The answer is every line in the data below that contains the word "pink".

▬▬▬

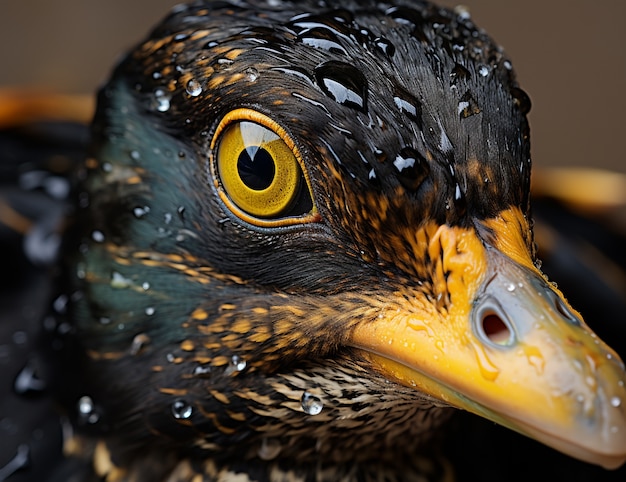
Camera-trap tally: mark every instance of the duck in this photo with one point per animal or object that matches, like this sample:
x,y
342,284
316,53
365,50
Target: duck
x,y
300,236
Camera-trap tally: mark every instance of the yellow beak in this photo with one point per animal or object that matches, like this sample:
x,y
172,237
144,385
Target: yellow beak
x,y
506,346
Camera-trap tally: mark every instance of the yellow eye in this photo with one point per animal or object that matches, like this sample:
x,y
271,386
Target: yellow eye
x,y
258,171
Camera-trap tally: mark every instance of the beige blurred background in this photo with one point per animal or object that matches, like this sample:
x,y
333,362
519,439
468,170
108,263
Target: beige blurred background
x,y
569,55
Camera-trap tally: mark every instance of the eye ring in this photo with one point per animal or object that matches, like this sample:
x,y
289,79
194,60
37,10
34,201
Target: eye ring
x,y
258,171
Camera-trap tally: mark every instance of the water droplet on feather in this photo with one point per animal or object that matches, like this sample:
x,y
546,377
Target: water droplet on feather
x,y
343,83
311,404
181,410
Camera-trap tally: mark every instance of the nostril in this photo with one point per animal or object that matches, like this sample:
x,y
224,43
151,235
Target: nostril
x,y
564,311
495,329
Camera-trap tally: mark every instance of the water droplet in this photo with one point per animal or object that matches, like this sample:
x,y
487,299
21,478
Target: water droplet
x,y
468,106
412,168
270,448
343,83
161,101
385,46
311,404
181,409
118,281
27,381
139,343
97,236
87,410
462,12
140,212
521,99
193,88
236,365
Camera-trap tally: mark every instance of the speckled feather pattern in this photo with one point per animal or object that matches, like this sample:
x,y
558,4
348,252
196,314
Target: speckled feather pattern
x,y
206,333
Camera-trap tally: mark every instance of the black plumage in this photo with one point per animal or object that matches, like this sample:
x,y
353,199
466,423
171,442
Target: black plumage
x,y
196,336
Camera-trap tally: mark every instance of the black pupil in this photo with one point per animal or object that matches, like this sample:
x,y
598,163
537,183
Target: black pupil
x,y
256,171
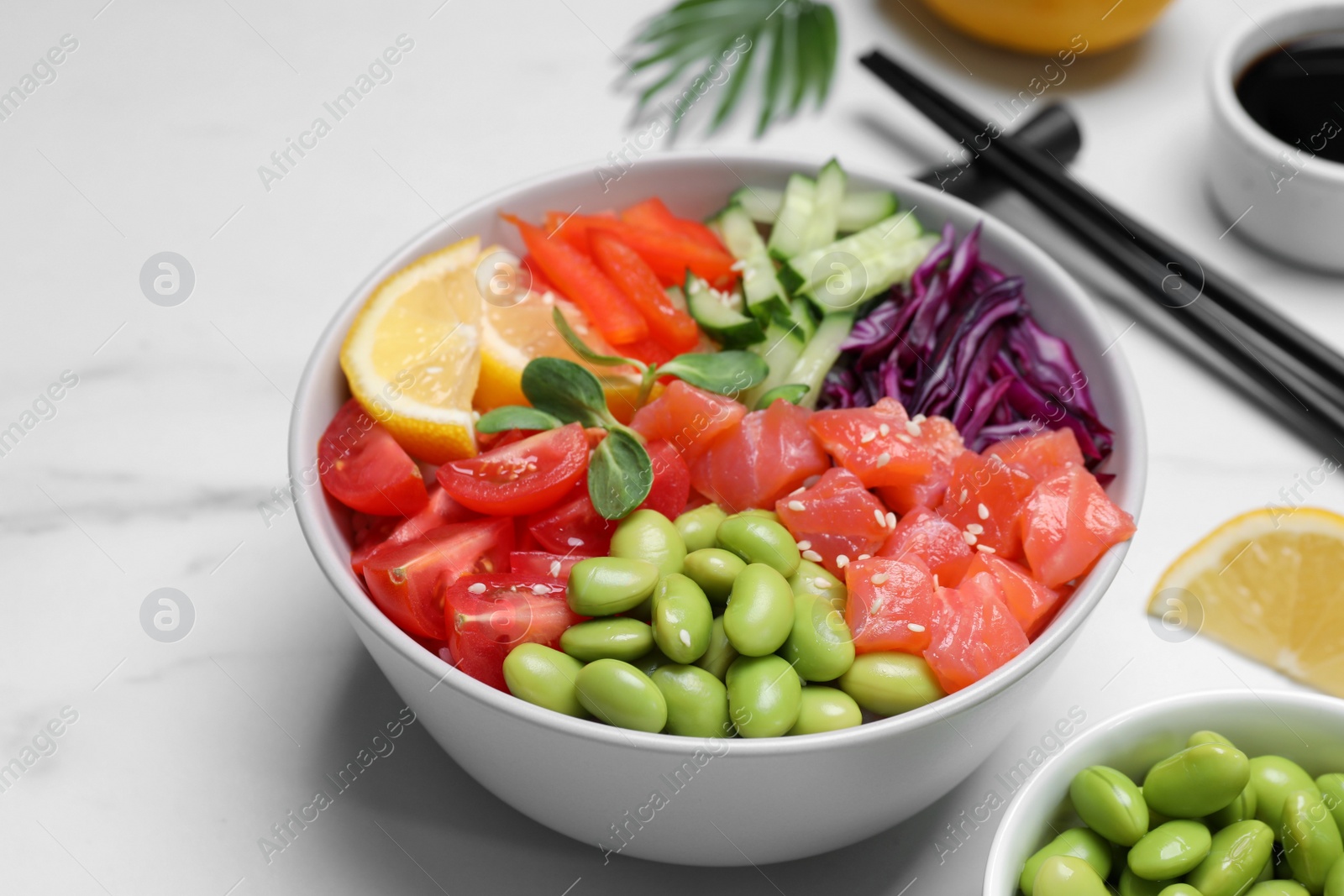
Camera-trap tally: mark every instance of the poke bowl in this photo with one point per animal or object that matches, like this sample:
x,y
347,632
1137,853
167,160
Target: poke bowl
x,y
701,799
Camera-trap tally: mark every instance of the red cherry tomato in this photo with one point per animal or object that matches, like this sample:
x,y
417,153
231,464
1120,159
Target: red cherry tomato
x,y
407,580
521,477
363,466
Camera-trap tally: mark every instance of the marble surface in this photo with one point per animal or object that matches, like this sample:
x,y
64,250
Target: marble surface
x,y
175,758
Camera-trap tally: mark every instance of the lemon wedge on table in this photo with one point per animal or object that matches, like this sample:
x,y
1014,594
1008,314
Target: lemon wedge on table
x,y
413,354
1269,584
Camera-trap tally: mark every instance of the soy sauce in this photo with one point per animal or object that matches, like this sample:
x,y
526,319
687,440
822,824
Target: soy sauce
x,y
1297,94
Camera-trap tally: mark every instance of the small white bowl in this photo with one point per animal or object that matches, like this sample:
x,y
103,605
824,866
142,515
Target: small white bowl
x,y
726,802
1278,195
1304,727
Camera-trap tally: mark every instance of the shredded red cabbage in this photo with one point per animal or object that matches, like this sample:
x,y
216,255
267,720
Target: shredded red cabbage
x,y
960,342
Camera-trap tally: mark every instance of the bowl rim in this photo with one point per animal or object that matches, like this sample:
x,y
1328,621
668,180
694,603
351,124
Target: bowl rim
x,y
335,566
1108,730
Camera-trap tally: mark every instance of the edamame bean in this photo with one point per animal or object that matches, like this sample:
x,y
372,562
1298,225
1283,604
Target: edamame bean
x,y
606,586
889,683
1332,792
813,578
1079,842
1196,781
757,539
546,678
819,645
1234,860
1169,851
759,611
826,710
1310,840
1274,778
765,696
699,528
620,694
1110,804
714,570
682,618
698,703
1068,876
648,535
719,654
613,638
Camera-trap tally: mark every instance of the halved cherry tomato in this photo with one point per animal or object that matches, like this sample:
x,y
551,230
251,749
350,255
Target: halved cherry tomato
x,y
521,477
407,580
974,633
440,511
581,282
890,605
363,466
874,443
835,517
669,324
488,616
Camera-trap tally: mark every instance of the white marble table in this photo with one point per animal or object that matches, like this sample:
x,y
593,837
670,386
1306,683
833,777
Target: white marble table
x,y
147,473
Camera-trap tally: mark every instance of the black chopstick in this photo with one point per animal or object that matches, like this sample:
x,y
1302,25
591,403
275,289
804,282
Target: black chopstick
x,y
1304,396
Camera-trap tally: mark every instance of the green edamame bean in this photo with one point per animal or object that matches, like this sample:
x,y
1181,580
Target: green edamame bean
x,y
765,696
698,703
1278,888
1079,842
1234,860
1068,876
1274,778
1332,792
546,678
613,638
1310,840
714,570
719,654
819,645
759,611
757,539
682,618
1110,804
813,578
648,535
606,586
622,696
826,710
1169,851
1196,781
889,683
699,528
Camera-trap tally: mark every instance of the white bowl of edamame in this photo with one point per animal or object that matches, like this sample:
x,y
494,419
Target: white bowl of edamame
x,y
739,801
1301,728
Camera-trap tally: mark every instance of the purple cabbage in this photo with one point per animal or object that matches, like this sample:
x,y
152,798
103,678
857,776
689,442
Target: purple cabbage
x,y
960,342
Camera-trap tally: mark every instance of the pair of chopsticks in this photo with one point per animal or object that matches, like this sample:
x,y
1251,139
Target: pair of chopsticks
x,y
1288,371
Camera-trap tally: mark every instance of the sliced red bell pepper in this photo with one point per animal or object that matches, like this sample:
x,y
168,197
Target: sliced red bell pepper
x,y
669,324
581,281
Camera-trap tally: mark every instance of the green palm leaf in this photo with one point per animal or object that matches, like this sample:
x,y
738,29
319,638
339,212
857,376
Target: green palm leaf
x,y
685,51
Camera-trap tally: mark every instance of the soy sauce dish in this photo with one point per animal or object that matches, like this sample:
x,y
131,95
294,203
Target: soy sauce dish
x,y
717,801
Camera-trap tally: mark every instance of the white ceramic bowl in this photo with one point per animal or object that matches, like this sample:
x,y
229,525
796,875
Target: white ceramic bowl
x,y
721,802
1304,727
1278,195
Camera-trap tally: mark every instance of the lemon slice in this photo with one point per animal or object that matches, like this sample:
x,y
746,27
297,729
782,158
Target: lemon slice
x,y
413,354
1269,584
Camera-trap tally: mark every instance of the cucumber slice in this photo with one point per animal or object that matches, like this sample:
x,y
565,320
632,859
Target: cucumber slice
x,y
763,291
792,224
820,355
726,325
840,275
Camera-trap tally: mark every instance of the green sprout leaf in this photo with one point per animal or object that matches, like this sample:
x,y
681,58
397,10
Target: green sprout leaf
x,y
620,474
517,417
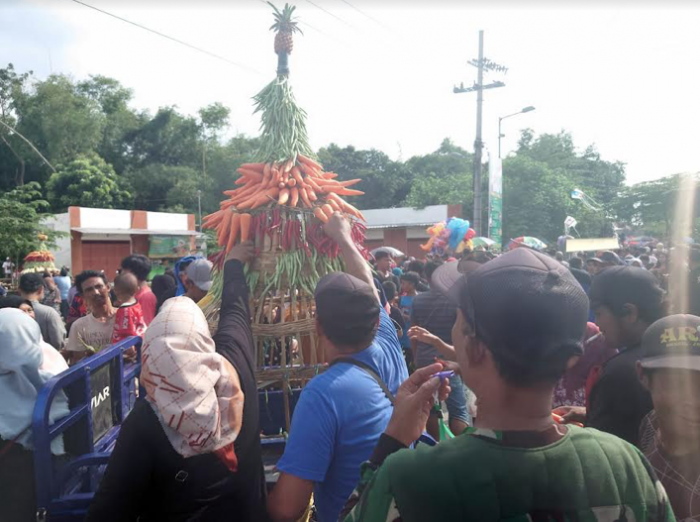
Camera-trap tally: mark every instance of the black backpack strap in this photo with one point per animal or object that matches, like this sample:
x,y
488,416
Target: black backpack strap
x,y
368,369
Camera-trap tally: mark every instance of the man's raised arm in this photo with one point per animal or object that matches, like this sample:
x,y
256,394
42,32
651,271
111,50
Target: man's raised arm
x,y
338,228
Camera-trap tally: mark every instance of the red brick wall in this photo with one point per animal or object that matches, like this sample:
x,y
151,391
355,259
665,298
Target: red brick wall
x,y
76,247
139,244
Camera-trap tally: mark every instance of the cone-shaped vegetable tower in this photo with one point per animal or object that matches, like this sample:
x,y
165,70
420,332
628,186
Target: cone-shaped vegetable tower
x,y
280,203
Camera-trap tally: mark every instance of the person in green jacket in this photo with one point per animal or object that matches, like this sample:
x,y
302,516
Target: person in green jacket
x,y
520,321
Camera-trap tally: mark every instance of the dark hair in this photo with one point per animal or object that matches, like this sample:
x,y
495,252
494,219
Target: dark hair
x,y
431,266
137,264
162,283
389,290
576,262
126,283
31,283
84,276
14,301
416,266
640,288
411,277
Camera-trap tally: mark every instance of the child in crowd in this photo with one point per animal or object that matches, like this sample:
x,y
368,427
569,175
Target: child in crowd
x,y
670,369
129,320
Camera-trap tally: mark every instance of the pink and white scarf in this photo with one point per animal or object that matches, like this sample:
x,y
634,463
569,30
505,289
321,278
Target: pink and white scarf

▬▬▬

### Exercise output:
Camera-trap tally: mark every instance of the pink and white scarf in this photo with one point per animal or object that matches, like this sample:
Target: pink and white scarf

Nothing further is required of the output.